TASK GOAL |
Reproduce everything from the start of the listing down to the line containing "59 176 L 68", substituting "coat breast pocket" for "jacket chest pocket" and leaving everything else unaltered.

TASK MATERIAL |
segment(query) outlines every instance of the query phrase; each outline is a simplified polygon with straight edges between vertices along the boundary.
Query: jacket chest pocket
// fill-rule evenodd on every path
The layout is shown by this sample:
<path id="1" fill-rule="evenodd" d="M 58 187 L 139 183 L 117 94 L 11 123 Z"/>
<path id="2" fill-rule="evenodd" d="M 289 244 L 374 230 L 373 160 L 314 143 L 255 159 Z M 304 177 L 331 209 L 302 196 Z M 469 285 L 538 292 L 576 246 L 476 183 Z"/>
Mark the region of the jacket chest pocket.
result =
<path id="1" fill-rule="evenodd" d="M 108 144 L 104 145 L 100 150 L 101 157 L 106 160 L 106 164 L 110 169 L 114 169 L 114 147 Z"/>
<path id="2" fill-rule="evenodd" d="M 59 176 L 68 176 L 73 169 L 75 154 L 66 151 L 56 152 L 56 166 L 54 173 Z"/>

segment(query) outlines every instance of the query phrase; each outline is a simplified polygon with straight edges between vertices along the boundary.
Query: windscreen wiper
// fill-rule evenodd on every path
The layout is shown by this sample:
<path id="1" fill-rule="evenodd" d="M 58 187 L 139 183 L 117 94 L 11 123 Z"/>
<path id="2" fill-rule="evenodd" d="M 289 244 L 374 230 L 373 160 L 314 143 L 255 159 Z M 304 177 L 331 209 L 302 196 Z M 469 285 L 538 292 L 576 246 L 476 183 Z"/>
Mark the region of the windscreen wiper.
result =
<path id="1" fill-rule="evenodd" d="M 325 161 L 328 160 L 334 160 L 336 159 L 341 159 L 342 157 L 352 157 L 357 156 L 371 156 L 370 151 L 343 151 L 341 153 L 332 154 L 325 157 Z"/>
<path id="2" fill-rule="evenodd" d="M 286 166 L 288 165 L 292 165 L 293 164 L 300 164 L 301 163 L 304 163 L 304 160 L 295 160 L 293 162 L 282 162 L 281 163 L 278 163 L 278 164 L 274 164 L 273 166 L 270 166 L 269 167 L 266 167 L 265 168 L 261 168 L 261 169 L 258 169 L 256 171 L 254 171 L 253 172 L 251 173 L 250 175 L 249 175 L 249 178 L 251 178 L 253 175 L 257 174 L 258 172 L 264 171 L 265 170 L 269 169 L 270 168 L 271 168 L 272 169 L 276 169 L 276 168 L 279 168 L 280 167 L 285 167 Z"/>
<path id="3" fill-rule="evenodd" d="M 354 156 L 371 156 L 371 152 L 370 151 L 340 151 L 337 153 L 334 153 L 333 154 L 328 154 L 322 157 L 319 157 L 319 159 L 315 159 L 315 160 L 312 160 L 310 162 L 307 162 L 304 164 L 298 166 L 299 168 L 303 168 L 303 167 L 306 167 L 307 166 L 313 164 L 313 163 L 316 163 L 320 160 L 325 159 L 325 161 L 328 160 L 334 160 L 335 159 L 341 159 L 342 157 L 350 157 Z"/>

THE COMPLETED TASK |
segment(query) outlines every instance of the query phrase; each outline is a simplified polygon with straight edges between vertices along the boundary.
Query: coat breast pocket
// fill-rule evenodd on every path
The layout is shown by this sample:
<path id="1" fill-rule="evenodd" d="M 58 187 L 139 183 L 117 94 L 11 123 Z"/>
<path id="2" fill-rule="evenodd" d="M 289 244 L 374 230 L 373 160 L 314 143 L 255 159 Z M 304 177 L 331 209 L 302 196 Z M 469 285 L 538 292 L 576 246 L 476 183 Z"/>
Mark the region of the coat breast pocket.
result =
<path id="1" fill-rule="evenodd" d="M 108 144 L 104 145 L 100 150 L 101 157 L 106 160 L 106 164 L 110 169 L 114 169 L 114 147 Z"/>
<path id="2" fill-rule="evenodd" d="M 59 176 L 68 176 L 73 169 L 75 154 L 66 151 L 56 152 L 56 166 L 54 173 Z"/>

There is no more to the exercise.